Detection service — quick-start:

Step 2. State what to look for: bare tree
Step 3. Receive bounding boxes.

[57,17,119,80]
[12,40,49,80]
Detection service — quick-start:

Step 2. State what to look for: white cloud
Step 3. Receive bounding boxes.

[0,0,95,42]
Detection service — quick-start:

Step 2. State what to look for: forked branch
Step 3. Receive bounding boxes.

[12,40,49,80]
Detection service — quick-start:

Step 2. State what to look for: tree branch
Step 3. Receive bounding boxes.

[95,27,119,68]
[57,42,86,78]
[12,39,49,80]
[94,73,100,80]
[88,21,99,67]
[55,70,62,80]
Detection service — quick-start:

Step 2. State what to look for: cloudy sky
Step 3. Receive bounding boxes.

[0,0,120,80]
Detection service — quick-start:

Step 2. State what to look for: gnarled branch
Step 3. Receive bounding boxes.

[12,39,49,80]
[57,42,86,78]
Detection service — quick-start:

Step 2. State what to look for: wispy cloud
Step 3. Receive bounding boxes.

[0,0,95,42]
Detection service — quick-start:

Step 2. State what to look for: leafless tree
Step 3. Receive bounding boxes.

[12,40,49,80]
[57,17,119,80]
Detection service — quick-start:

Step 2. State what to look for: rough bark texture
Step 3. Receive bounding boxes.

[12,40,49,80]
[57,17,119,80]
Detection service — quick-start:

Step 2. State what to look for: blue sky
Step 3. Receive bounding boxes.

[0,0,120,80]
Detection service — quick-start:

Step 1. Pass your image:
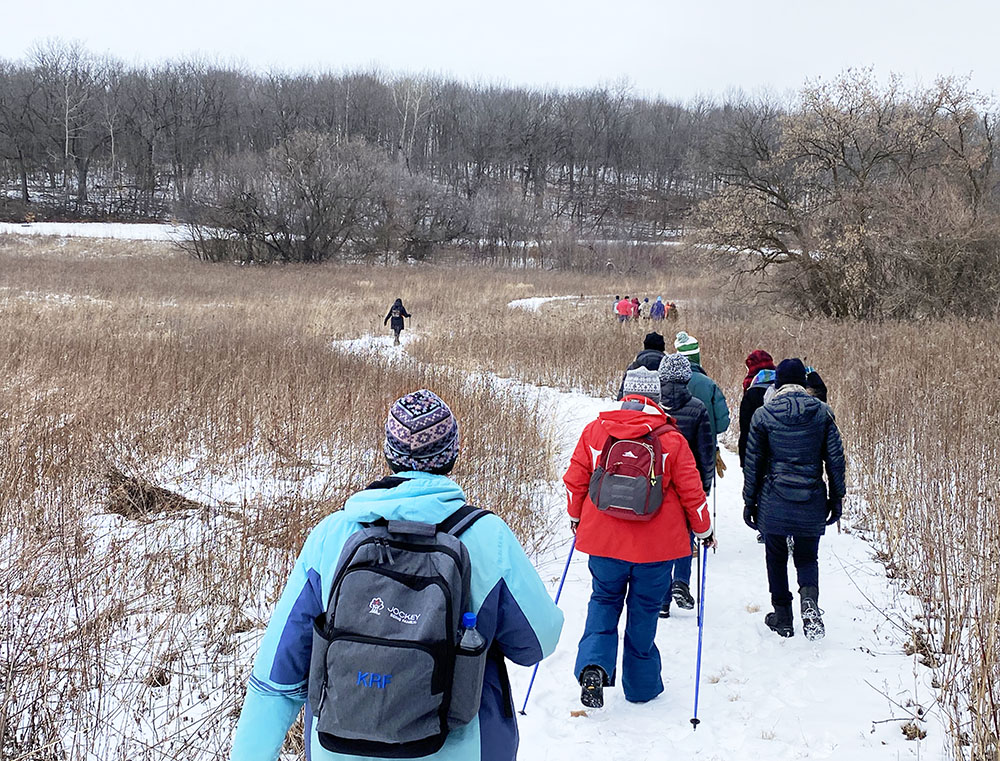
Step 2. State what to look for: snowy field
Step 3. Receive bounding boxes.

[0,222,190,241]
[337,328,948,761]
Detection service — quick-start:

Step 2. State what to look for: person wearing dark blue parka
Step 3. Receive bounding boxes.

[743,359,845,639]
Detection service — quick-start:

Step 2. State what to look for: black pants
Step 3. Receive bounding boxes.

[764,534,819,606]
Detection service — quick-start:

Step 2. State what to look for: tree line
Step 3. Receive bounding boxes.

[0,42,711,235]
[0,42,1000,317]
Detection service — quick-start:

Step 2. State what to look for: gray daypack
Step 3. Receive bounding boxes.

[309,490,489,758]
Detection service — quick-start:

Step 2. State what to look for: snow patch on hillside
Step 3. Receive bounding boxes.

[0,222,191,241]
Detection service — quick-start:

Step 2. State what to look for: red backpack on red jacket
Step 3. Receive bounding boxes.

[590,412,677,521]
◇ ◇ ◇ ◇ ◇
◆ Job: Give the rows from the very first line through the line containing "[55,70,62,80]", inclusive, as a JSON list of strings with one string per line and no blank lines.

◆ Solution to the problem:
[
  "Detection service — quick-start:",
  "Step 2. State what to look for: bare tree",
  "Step 3. Receive bounding boxes.",
  "[57,17,119,80]",
  "[12,40,49,80]",
  "Detection service — quick-start:",
  "Step 2. State what to look for: white cloud",
  "Step 3. Receive bounding boxes.",
  "[0,0,95,42]",
  "Detection service — quick-start:",
  "Step 2. State what to look for: forked branch",
  "Step 3. Receive bounding boxes.",
  "[12,40,49,80]",
  "Detection service — quick-start:",
  "Step 2. State what to look for: tree branch",
  "Step 3. Receive bounding boxes.",
  "[95,27,119,68]",
  "[57,42,86,78]",
  "[12,39,49,80]",
  "[94,73,100,80]",
  "[88,21,99,67]",
  "[55,70,62,80]"
]